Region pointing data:
----------
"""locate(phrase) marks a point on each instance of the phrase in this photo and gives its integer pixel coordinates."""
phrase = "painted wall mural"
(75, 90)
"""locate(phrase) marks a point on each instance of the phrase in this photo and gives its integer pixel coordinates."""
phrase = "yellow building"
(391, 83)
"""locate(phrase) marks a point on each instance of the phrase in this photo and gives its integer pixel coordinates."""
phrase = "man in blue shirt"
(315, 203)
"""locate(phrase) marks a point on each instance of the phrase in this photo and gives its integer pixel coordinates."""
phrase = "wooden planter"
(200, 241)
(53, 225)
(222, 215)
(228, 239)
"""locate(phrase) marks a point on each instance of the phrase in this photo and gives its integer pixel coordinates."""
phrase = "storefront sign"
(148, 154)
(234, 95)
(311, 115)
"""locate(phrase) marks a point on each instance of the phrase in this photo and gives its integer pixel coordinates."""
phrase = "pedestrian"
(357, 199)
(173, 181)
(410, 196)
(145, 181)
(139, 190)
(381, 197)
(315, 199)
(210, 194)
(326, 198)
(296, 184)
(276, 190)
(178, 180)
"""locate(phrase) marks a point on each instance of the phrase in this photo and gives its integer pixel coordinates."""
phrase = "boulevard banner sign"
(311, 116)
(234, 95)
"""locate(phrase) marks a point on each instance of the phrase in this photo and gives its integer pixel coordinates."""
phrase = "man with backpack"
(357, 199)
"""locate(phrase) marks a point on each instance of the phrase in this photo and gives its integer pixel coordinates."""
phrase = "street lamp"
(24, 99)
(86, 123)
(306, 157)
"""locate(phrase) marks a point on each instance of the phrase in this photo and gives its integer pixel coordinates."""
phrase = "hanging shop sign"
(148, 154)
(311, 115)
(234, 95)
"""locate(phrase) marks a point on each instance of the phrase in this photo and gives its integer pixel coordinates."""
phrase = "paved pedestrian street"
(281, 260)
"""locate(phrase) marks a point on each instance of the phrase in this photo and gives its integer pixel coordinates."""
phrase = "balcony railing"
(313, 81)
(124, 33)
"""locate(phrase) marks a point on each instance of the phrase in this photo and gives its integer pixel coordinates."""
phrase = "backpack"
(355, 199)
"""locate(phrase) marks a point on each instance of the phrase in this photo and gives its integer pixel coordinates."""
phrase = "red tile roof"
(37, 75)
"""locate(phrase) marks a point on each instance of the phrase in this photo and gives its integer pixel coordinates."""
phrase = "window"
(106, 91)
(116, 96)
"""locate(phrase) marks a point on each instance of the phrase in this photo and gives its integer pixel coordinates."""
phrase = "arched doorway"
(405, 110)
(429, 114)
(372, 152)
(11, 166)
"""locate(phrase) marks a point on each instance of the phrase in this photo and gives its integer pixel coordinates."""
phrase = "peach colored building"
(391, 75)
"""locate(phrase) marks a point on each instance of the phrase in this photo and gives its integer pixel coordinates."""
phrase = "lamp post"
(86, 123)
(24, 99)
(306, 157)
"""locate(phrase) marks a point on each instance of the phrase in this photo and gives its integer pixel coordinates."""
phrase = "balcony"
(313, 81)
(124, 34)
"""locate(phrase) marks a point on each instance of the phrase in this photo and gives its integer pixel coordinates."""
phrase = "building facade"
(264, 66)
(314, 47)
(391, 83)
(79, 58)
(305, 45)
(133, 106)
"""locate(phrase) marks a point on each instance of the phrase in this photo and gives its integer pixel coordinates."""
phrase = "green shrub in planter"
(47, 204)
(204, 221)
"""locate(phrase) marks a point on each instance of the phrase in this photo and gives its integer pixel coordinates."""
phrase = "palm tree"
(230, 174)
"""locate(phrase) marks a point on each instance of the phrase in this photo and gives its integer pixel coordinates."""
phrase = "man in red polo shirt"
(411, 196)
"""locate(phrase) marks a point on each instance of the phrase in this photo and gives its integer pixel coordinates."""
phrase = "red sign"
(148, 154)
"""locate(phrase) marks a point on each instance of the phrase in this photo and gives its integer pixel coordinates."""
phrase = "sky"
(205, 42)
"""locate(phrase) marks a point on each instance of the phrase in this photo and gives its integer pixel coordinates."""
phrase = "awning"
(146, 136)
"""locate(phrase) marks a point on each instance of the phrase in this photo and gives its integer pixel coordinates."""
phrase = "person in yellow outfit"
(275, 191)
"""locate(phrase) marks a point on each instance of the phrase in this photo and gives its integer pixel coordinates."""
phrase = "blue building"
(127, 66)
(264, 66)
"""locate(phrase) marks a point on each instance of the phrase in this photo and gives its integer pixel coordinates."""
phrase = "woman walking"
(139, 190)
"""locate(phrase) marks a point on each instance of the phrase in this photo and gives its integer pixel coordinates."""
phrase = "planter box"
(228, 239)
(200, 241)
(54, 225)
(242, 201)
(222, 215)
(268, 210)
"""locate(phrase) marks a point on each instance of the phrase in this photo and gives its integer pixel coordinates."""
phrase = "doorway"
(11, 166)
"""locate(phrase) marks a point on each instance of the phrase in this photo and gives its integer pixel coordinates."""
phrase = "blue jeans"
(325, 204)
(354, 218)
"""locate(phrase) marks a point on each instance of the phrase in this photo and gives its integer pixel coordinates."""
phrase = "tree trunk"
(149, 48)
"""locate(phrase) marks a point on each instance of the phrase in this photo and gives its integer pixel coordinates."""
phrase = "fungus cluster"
----------
What the task requires
All records above need to be set down again exactly as written.

Expected output
"""locate(phrase) marks a point on each instance of the phrase in this photo and gives its integer pixel coordinates."""
phrase = "painted wall mural"
(75, 90)
"""locate(phrase) marks a point on each instance of the phrase in this photo and gives its integer pixel coordinates."""
phrase = "yellow building"
(391, 83)
"""locate(phrase) marks a point on each instance of the phrase in this photo and gives its integer pixel coordinates."""
phrase = "man in blue shirt"
(315, 203)
"""locate(phrase) marks a point on each instance of the phrase in this photo and gives its integer pixel coordinates."""
phrase = "wooden planter"
(200, 241)
(53, 225)
(222, 215)
(228, 239)
"""locate(phrase) marks a point on each instance of the phrase in this photo and gives its integer pixel coordinates."""
phrase = "storefront sign"
(148, 154)
(234, 95)
(311, 115)
"""locate(phrase) marks a point on each instance of the phrase in this photo and gives its integer pixel coordinates."""
phrase = "pedestrian"
(357, 199)
(173, 181)
(410, 196)
(145, 181)
(139, 190)
(381, 197)
(315, 199)
(210, 194)
(326, 198)
(296, 184)
(276, 190)
(178, 180)
"""locate(phrase) marks a point on each instance of the phrase in this photo and gives its integer pixel coordinates."""
phrase = "boulevard banner sign"
(311, 116)
(234, 95)
"""locate(phrase) marks a point on each instance of the phrase in this photo and gives its integer pixel coordinates."""
phrase = "man with backpack"
(357, 199)
"""locate(phrase) marks a point on each instance of the phrase in this photo and gives its integer pixel coordinates."""
phrase = "street lamp"
(24, 99)
(86, 123)
(306, 157)
"""locate(phrase) marks a point on each instance of the phrase in this photo and gives its integer pixel coordinates."""
phrase = "hanging shop sign"
(148, 154)
(311, 115)
(234, 95)
"""locate(phrase) marks a point on each instance of the phrase in this photo and gives its integer pixel coordinates."""
phrase = "paved pedestrian street"
(281, 260)
"""locate(phrase) marks a point on each instance of the phrase in this photo and gives its integer pixel coordinates."""
phrase = "balcony railing"
(313, 81)
(124, 33)
"""locate(phrase) marks a point on each instance of the phrase in this photo and gives its integer pixel coordinates."""
phrase = "backpack"
(355, 199)
"""locate(phrase) marks a point on each instance of the phrase in this photo and gives its integer pixel coordinates."""
phrase = "red tile roof"
(37, 75)
"""locate(phrase) marks a point on each instance of the phrase in this photo and gives its integer pixel coordinates."""
phrase = "window"
(106, 91)
(116, 96)
"""locate(phrase) marks a point on each instance of the phrase in this photo and gives its integer pixel coordinates."""
phrase = "arched doorway"
(405, 110)
(429, 114)
(372, 152)
(11, 166)
"""locate(phrase) marks a point on each instance of the phrase in this photo and gives its integer pixel coordinates."""
phrase = "peach colored building"
(391, 75)
"""locate(phrase) marks a point on each instance of the phrase in this photo and gives its integer pixel coordinates."""
phrase = "lamp post"
(86, 123)
(24, 99)
(306, 157)
"""locate(phrase) marks a point on each instance of the phrase in this photo and gives its integer pixel coordinates."""
phrase = "balcony"
(313, 81)
(124, 34)
"""locate(phrase) marks a point on each instance of the phrase in this photo and gives its integer pixel coordinates."""
phrase = "building facade"
(264, 66)
(314, 47)
(391, 83)
(79, 58)
(305, 45)
(133, 106)
"""locate(phrase) marks a point on each instance of the phrase in this photo and gives its integer pixel coordinates."""
phrase = "green shrub in planter"
(47, 204)
(204, 221)
"""locate(phrase) marks a point on each instance of the phrase in this photo and gives its integer pixel coordinates."""
phrase = "palm tree"
(230, 174)
"""locate(phrase) marks a point on each instance of the phrase in this photo and gives its integer pixel coordinates."""
phrase = "man in red polo shirt"
(411, 196)
"""locate(phrase) marks a point on each instance of the phrase in this photo and gives its integer pixel coordinates."""
phrase = "red sign"
(148, 154)
"""locate(phrase) marks a point on each instance of the phrase in this photo and gives its integer pixel coordinates."""
phrase = "sky"
(205, 42)
"""locate(phrase) marks a point on each instance of the phrase in this photo and gives its integer pixel coordinates."""
phrase = "awning"
(146, 136)
"""locate(phrase) marks a point on each instance of the phrase in this photo and gives its integer pixel coordinates."""
phrase = "person in yellow outfit"
(275, 191)
"""locate(phrase) marks a point on each instance of the phrase in this photo and gives its integer pixel coordinates."""
phrase = "blue building"
(127, 66)
(264, 66)
"""locate(phrase) marks a point on each instance of the phrase in this photo and gives its integer pixel coordinates."""
phrase = "woman walking"
(139, 190)
"""locate(phrase) marks a point on each instance of the phrase in this photo and gives its integer pixel coordinates."""
phrase = "planter box"
(228, 239)
(200, 241)
(54, 225)
(242, 201)
(222, 215)
(268, 210)
"""locate(phrase) marks a point on each instance of the phrase in this photo and gives its integer pixel coordinates."""
phrase = "doorway"
(11, 166)
"""locate(phrase) marks a point on each instance of the phrase in this photo and gives its integer pixel coordinates."""
phrase = "blue jeans"
(325, 204)
(354, 218)
"""locate(phrase) marks a point on each instance of the phrase in this photo and gives its integer pixel coordinates."""
phrase = "tree trunk"
(149, 48)
"""locate(phrase) marks a point on each instance of the phrase in this photo and gives its integer pixel coordinates."""
phrase = "fungus cluster"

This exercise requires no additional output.